> Task statement:
Whenever "rough" appears in a line, please copy that line from the data.

> Data for review:

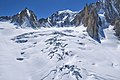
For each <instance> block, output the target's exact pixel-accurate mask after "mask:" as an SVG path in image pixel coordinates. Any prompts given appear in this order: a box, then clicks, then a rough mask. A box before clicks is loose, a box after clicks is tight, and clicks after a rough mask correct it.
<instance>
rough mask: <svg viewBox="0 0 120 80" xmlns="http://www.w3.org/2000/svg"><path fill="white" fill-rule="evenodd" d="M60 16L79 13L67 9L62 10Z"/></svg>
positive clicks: (60, 11)
mask: <svg viewBox="0 0 120 80" xmlns="http://www.w3.org/2000/svg"><path fill="white" fill-rule="evenodd" d="M57 12H58V13H59V14H62V13H71V14H74V13H78V12H77V11H72V10H69V9H66V10H60V11H57Z"/></svg>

> Output of the task:
For each <instance> block, output the target's exact pixel-accurate mask after "mask:" as an SVG path in image pixel coordinates. Any prompts given appear in this order: a box, then clicks, then a rough mask. A box before clicks is loose, a box after clicks is tight, and clicks after a rough mask correct it.
rough mask: <svg viewBox="0 0 120 80" xmlns="http://www.w3.org/2000/svg"><path fill="white" fill-rule="evenodd" d="M60 16L79 13L67 9L62 10Z"/></svg>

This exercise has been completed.